• _What is needed_:
Print the listing once more, exactly as it stands.
─── Information shown
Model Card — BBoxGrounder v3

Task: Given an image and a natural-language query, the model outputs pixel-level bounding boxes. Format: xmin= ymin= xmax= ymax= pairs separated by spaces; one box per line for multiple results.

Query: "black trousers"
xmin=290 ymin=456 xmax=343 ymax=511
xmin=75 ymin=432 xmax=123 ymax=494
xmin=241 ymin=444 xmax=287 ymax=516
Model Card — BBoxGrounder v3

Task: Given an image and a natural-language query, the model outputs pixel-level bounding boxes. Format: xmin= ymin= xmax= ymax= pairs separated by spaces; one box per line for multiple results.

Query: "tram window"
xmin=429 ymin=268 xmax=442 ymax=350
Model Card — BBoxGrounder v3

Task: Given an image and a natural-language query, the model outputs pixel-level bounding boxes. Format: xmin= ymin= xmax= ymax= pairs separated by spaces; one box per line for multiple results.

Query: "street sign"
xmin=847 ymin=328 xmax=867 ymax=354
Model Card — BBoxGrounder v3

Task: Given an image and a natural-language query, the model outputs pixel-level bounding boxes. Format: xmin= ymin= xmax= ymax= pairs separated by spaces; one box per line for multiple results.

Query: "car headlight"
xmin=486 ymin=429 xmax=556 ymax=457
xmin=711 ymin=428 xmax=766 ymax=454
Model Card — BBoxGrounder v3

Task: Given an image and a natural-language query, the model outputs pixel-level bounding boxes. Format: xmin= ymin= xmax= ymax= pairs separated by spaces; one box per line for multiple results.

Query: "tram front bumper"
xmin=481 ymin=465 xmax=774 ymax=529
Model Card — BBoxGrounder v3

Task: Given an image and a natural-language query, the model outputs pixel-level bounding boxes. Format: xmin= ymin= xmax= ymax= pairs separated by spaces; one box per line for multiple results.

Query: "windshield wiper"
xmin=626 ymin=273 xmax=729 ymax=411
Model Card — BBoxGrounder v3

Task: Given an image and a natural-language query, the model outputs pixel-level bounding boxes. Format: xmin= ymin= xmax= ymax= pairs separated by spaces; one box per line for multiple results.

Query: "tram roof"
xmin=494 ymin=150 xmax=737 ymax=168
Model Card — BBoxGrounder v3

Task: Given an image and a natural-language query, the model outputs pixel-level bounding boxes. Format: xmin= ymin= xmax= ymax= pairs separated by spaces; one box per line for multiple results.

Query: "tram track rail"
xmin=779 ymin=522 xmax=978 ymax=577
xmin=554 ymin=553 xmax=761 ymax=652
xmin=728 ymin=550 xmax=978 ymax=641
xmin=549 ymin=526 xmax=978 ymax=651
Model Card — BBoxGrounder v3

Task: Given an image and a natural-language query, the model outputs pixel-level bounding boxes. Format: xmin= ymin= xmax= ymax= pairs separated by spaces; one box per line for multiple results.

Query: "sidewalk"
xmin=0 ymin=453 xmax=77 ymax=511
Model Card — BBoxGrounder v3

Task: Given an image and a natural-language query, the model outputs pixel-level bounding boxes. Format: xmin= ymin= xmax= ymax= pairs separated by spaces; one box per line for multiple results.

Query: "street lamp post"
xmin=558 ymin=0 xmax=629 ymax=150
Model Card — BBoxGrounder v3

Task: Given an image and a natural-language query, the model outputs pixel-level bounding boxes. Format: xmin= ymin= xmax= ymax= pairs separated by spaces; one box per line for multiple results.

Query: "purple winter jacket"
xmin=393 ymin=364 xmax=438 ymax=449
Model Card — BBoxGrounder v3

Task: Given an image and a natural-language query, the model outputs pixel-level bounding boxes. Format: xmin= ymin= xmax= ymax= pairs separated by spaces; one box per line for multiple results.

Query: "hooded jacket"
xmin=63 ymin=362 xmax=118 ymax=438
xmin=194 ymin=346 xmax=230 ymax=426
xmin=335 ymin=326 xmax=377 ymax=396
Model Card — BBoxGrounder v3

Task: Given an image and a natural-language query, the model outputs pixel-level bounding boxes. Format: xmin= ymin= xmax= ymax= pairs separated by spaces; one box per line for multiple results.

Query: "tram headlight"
──────
• _Answer space_:
Model Card — BBoxGrounder v3

Task: Given an image and a natural-language query, the model outputs pixel-level bounding boxes. Format: xmin= ymin= xmax= ymax= pairs separated by spaces; one box per line for multiple results.

Query: "black trousers"
xmin=290 ymin=456 xmax=343 ymax=511
xmin=75 ymin=432 xmax=123 ymax=494
xmin=241 ymin=444 xmax=287 ymax=516
Model Card — BBoxGrounder v3

Task: Given an image and a natural-language query, the model outputs pixel-level bounding boxes. Format: xmin= ymin= xmax= ymax= pairs separated by spaces; one box per line for multiple results.

Query: "tram window"
xmin=429 ymin=268 xmax=442 ymax=350
Model Card — BBoxGrounder v3

Task: Given an image and a natural-language query, the model outputs pixel-level bounding boxes. Format: xmin= ymin= xmax= ymax= pairs separated by spaces; one box per line for multiple results.

Query: "street sign"
xmin=847 ymin=328 xmax=867 ymax=354
Model Card — BBoxGrounder v3

Task: Given an image and a natural-language query, the model outputs pixel-level bounding boxes. Format: xmin= ymin= xmax= ymax= pairs separated by spaces; one box per line for multiple results.

Query: "car headlight"
xmin=486 ymin=429 xmax=556 ymax=457
xmin=711 ymin=428 xmax=766 ymax=454
Model Card — BBoxGrounder v3

Task: Given an image and a natural-language query, the model outputs pixel-level bounding boxes. Format: xmin= ymin= xmax= ymax= pairs separated by spaces; one box per line for multiple results.

Query: "tram front bumper"
xmin=481 ymin=465 xmax=774 ymax=529
Model Card — BBoxGrounder v3

Task: Given an image and a natural-language query, the model outputs pixel-level bounding boxes. Format: xmin= ymin= xmax= ymax= pairs separated by spaces; one box per line for multiple results.

Query: "windshield wiper"
xmin=626 ymin=273 xmax=729 ymax=411
Model Card — BBoxGrounder v3

Task: Given an image and a natural-language query, the model outputs pixel-level bounding boxes. Format: xmin= ymin= xmax= ymax= pairs separated by spaces; one box per line for multiple results.

Query: "tram roof"
xmin=494 ymin=150 xmax=737 ymax=168
Model Card — BBoxGrounder v3

Task: Given an image and a natural-language query, the model outputs pixel-level bounding boxes. Format: xmin= ymin= xmax= ymax= pairs separated by spaces; one box per line for multiple results.

Query: "tram track rail"
xmin=779 ymin=522 xmax=978 ymax=577
xmin=554 ymin=553 xmax=761 ymax=652
xmin=728 ymin=550 xmax=978 ymax=641
xmin=549 ymin=526 xmax=978 ymax=651
Model Card — BBoxGrounder v3

Task: Given an image and a natural-language query, the model outputs pixel-level bounding boxes. Format: xmin= ymin= xmax= ymax= pairs separated by spaces; one box per line for multiple results.

Query: "sidewalk"
xmin=0 ymin=453 xmax=77 ymax=511
Model Card — BBoxGrounder v3

Task: Given an image and a natural-language query, the model outputs pixel-level bounding boxes. Format: xmin= ymin= xmax= ymax= pairs separated by spaces; one box per line for multiple results.

Query: "street lamp post"
xmin=558 ymin=0 xmax=629 ymax=150
Model Card — BBoxGrounder v3

Task: Given an image and a natural-language query, the model outputs pixel-level bounding boxes. Format: xmin= ymin= xmax= ymax= pairs separated by spaces; one box per line for multiple results.

Query: "purple winter jacket"
xmin=393 ymin=364 xmax=438 ymax=449
Model Card — BBoxGrounder v3

Task: Given an image and a natural-language query, the model outputs pixel-level bounding boxes. Format: xmin= ymin= xmax= ymax= pairs separated by spaces; one box per line for multiple results.

Query: "hooded jacket"
xmin=63 ymin=362 xmax=118 ymax=438
xmin=194 ymin=346 xmax=230 ymax=426
xmin=335 ymin=326 xmax=377 ymax=396
Model Card — BBoxGrounder v3

Task: Given an image and a natural-language query, the model outputs pixel-level bounding boxes. Format: xmin= ymin= xmax= ymax= pairs separated by spaces; one box per line for multiple results.

Query: "tram headlight"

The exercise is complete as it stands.